INPUT FOR THIS TASK =
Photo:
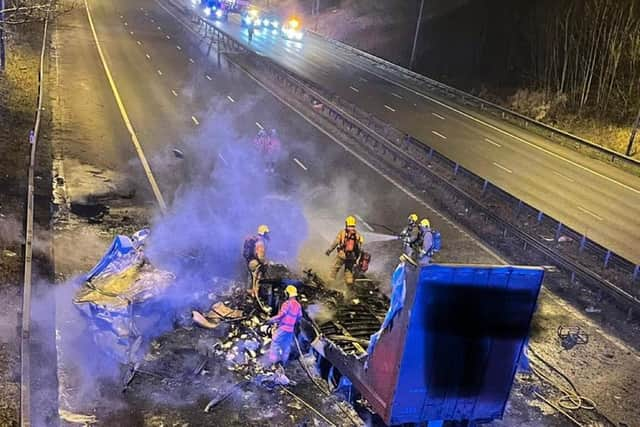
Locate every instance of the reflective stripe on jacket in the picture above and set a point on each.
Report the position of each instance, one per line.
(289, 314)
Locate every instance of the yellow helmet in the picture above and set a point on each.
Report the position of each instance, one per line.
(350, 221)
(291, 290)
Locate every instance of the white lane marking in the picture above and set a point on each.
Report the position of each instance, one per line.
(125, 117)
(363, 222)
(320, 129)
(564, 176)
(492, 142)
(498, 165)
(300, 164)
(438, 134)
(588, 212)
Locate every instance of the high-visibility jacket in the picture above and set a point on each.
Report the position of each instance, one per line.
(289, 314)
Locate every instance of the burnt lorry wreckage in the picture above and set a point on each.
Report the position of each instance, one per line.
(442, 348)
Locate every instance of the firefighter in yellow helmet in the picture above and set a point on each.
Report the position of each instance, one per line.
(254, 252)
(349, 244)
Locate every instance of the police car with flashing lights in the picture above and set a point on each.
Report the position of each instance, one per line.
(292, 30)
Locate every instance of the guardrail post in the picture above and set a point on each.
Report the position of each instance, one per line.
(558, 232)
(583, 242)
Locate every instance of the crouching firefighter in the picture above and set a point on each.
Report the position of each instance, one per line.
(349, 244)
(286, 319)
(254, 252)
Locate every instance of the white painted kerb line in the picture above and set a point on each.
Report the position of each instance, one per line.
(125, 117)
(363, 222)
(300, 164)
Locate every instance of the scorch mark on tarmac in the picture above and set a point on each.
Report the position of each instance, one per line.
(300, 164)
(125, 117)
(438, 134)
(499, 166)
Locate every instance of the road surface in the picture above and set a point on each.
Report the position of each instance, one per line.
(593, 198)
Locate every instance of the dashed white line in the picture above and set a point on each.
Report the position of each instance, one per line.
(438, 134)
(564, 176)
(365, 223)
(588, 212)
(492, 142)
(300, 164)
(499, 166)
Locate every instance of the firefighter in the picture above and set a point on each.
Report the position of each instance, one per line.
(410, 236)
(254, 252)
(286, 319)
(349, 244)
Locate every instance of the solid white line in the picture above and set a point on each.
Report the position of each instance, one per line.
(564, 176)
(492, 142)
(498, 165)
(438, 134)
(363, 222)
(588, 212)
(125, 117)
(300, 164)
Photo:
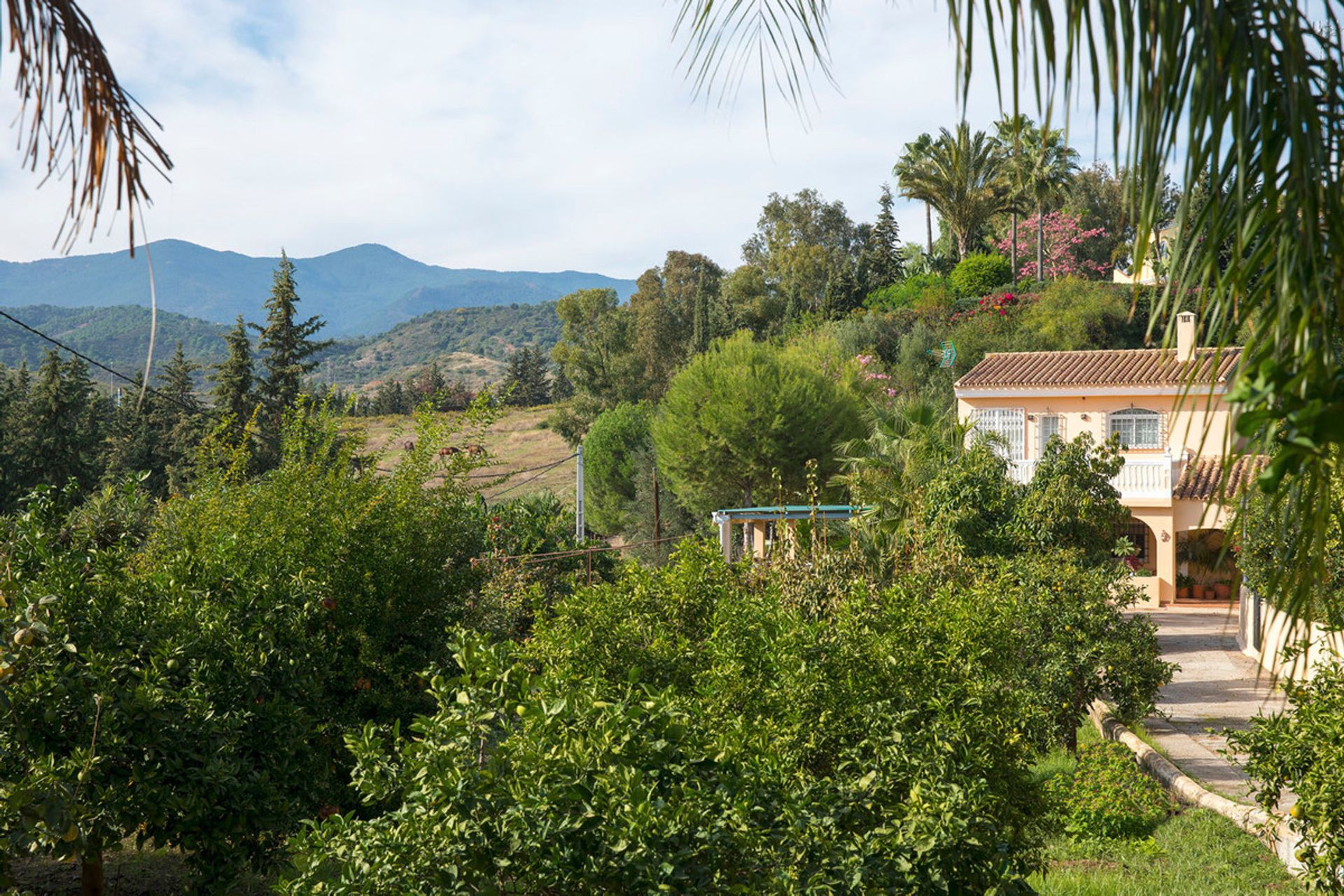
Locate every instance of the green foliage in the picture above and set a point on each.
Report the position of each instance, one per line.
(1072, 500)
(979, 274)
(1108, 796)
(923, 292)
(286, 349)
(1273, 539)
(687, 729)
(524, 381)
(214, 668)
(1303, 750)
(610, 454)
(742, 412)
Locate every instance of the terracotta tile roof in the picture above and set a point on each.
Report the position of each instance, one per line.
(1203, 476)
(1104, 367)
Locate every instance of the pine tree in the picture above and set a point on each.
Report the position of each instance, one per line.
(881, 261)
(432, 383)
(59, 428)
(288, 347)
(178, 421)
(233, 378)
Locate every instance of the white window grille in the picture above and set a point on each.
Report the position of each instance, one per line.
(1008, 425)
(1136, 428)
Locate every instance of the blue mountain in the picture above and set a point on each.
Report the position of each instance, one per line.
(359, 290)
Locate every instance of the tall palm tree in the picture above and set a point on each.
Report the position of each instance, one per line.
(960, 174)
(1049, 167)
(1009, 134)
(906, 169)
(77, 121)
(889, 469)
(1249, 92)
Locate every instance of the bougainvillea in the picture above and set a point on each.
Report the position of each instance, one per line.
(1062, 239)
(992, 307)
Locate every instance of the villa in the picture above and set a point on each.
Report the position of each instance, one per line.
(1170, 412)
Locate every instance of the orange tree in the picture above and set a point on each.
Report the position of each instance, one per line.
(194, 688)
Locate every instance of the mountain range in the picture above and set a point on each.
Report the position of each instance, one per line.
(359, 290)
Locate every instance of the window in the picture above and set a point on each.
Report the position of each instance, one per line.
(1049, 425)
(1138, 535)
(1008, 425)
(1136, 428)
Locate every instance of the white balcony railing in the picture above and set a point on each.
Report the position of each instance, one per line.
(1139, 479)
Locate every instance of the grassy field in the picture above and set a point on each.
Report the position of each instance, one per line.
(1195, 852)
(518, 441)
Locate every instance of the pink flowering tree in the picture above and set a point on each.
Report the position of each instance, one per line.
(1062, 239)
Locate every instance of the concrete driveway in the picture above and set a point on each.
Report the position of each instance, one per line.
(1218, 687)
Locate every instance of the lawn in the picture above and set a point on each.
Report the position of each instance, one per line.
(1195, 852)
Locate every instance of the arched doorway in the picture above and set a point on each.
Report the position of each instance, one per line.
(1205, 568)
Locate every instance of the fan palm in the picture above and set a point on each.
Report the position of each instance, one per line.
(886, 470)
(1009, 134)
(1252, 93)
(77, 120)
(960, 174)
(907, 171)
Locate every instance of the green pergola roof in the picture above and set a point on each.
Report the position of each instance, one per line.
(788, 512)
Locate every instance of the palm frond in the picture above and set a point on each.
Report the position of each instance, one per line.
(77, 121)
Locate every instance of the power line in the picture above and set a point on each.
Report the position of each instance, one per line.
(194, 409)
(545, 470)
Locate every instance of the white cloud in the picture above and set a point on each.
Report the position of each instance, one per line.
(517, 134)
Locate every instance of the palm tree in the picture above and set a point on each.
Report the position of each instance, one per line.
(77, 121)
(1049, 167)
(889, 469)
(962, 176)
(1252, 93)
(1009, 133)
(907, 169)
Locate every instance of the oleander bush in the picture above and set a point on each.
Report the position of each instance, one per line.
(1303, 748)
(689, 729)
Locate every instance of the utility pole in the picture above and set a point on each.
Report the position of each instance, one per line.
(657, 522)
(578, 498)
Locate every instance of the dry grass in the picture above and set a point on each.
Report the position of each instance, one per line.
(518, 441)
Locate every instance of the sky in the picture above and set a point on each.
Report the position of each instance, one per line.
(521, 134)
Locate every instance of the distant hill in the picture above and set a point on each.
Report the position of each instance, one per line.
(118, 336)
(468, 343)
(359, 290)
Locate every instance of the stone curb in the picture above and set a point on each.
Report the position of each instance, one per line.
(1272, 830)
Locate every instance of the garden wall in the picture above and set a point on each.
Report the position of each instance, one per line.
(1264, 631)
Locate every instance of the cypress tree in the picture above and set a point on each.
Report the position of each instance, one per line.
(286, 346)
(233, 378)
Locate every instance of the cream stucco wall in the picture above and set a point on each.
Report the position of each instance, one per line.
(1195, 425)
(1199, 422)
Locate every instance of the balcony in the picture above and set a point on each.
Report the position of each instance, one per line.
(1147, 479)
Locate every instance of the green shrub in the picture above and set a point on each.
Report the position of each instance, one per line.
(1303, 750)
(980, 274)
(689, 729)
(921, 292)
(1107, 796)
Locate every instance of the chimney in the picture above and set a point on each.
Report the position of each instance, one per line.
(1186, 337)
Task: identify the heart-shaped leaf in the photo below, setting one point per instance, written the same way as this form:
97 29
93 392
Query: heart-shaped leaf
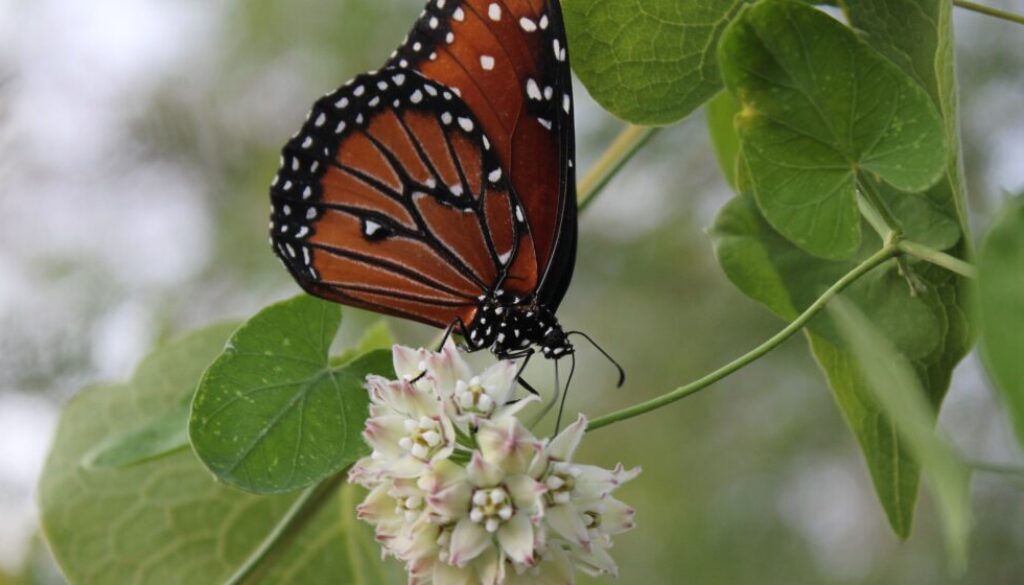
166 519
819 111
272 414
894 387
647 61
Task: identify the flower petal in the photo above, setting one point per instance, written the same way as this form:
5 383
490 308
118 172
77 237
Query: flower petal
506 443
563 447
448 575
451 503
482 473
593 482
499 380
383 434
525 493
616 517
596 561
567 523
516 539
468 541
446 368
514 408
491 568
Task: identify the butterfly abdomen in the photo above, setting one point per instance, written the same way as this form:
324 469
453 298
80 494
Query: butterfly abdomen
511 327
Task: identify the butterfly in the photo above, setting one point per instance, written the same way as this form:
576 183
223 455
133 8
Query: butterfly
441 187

WHAT THE TASK REQUIRES = Render the records from the line with "Locate every instance of the utility" to the line with "(1107, 796)", including both, as a two-column CSV with one row per record. Put the record's wording under "prompt" and its answer under "reply", each as one quoted field with line breaks replaced by spaces.

WRITTEN RESPONSE =
prompt,reply
"Locate every instance of the utility pole in the picture above and set a point on each. Report the position of each instance, one per line.","(657, 522) (578, 498)"
"Locate every instance of the dry grass in the picture above and set a point on each. Report the position of each instance, one per line.","(518, 441)"
"Locate every instance of the sky in the picture above and set a point on each. Report the position of each instance, one per line.","(521, 134)"
"Locate every instance of the distant hill in the picture above and set a point on each. Report the position of each instance, one per line.","(118, 336) (468, 343) (359, 290)"
"Locate every instance of the stone curb in the picture above and set a point on each. Report the position of each instance, one per line.","(1272, 830)"
"Locate every instance of the garden wall in the picture above and set a point on each. Report the position of each instance, one per line.","(1264, 631)"
"Locate every instance of the cypress tree in the picture above and set a point on each. Report the position of each instance, one per line.","(286, 346) (233, 378)"
"Locate every instance of the cream stucco wall in the picture above and set a point on each. Report the position of each instance, one per line.","(1195, 425) (1199, 422)"
"Locate every instance of the balcony in the picture above and set a point on each. Report the position of each instance, one per line.","(1147, 479)"
"Locate every instance of the green shrub in the picture above and set a point on each. Report the position of each instance, one per line.","(1303, 750) (980, 274) (689, 729) (921, 292) (1107, 796)"